§ SET PROBLEM 1
From the string-splitting problem, reproduce the stretch from "Return the number" through "them are good." word for word.
§ SET PROBLEM 2
Answer these questions using the string-splitting problem:
(a) What output is given for the input "aaaaa"?
(b) What is the largest length allowed for s?
(c) Which related topics are listed?
§ SET PROBLEM 3
Extend the string-splitting problem text, picking up after its final sentence.

§ TEXT SHOWN
╭──
Formatted question description: https://leetcode.ca/all/1525.html

1525. Number of Good Ways to Split a String (Medium)

You are given a string s, a split is called good if you can split s into 2 non-empty strings p and q where its concatenation is equal to s and the number of distinct letters in p and q are the same.

Return the number of good splits you can make in s.

 

Example 1:

Input: s = "aacaba"
Output: 2
Explanation: There are 5 ways to split "aacaba" and 2 of them are good. 
("a", "acaba") Left string and right string contains 1 and 3 different letters respectively.
("aa", "caba") Left string and right string contains 1 and 3 different letters respectively.
("aac", "aba") Left string and right string contains 2 and 2 different letters respectively (good split).
("aaca", "ba") Left string and right string contains 2 and 2 different letters respectively (good split).
("aacab", "a") Left string and right string contains 3 and 1 different letters respectively.

Example 2:

Input: s = "abcd"
Output: 1
Explanation: Split the string as follows ("ab", "cd").

Example 3:

Input: s = "aaaaa"
Output: 4
Explanation: All possible splits are good.

Example 4:

Input: s = "acbadbaada"
Output: 2

 

Constraints:

  • s contains only lowercase English letters.
  • 1 <= s.length <= 10^5

Related Topics:
String, Bit Manipulation

Solution 1.

Simply use a linear scan and increment the answer if the left unique count equals the right unique count. If the left unique count is greater than the left one, break the loop.
╰──
§ DATA EXTRACT
╭──
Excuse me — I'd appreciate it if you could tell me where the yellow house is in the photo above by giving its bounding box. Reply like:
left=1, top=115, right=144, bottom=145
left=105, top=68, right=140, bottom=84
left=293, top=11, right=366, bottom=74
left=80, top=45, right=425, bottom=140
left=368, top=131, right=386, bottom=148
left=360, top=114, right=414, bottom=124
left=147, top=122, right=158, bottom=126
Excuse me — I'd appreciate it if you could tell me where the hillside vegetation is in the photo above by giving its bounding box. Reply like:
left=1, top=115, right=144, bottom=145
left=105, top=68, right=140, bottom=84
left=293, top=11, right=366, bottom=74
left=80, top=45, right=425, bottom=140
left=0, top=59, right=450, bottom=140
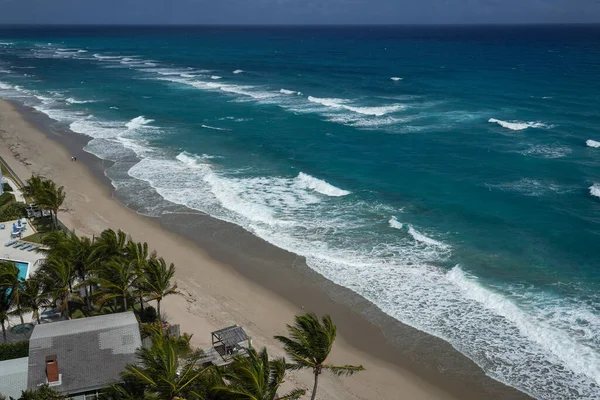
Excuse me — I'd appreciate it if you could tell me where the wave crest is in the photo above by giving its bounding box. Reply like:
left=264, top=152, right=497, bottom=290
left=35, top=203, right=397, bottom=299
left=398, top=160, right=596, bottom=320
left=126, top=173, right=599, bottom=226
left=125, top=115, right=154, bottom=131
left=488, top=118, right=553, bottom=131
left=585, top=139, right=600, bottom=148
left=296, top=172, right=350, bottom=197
╰──
§ EXPECTED OUTPUT 1
Return the number of good splits you can make in s.

 

Example 1:

Input: s = "aacaba"
Output: 2
Explanation: There are 5 ways to split "aacaba" and 2 of them are good.

§ EXPECTED OUTPUT 2
(a) 4
(b) 10^5
(c) String, Bit Manipulation

§ EXPECTED OUTPUT 3
// OJ: https://leetcode.com/problems/number-of-good-ways-to-split-a-string/

// Time: O(N)
// Space: O(1)
class Solution {
public:
    int numSplits(string s) {
        int total[26] = {}, left[26] = {}, ans = 0;
        for (char c : s) total[c - 'a']++;
        for (char c : s) {
            ++left[c - 'a'];
            int L = 0, R = 0;
            for (int i = 0; i < 26; ++i) {
                if (left[i]) ++L;
                if (total[i] - left[i]) ++R;
            }
            if (L == R) ++ans;
            if (L > R) break;
        }
        return ans;
    }
};

Another implementation that doesn’t require the O(26) check

// OJ: https://leetcode.com/problems/number-of-good-ways-to-split-a-string/

// Time: O(N)
// Space: O(1)
class Solution {
public:
    int numSplits(string s) {
        int right[26] = {}, left[26] = {}, ans = 0, L = 0, R = 0;
        for (char c : s ) R += right[c - 'a']++ == 0;
        for (char c : s) {
            L += left[c - 'a']++ == 0;
            R -= right[c - 'a']-- == 1;
            ans += L == R;
            if (L > R) break;
        }
        return ans;
    }
};

Java

class Solution {
    public int numSplits(String s) {
        Map<Character, Integer> map1 = new HashMap<Character, Integer>();
        Map<Character, Integer> map2 = new HashMap<Character, Integer>();
        int length = s.length();
        for (int i = 0; i < length; i++) {
            char c = s.charAt(i);
            int count = map2.getOrDefault(c, 0) + 1;
            map2.put(c, count);
        }
        int goodSplits = 0;
        for (int i = 0; i < length - 1; i++) {
            char c = s.charAt(i);
            int count1 = map1.getOrDefault(c, 0) + 1;
            map1.put(c, count1);
            int count2 = map2.get(c) - 1;
            if (count2 > 0)
                map2.put(c, count2);
            else
                map2.remove(c);
            if (map1.size() == map2.size())
                goodSplits++;
            else if (map1.size() > map2.size())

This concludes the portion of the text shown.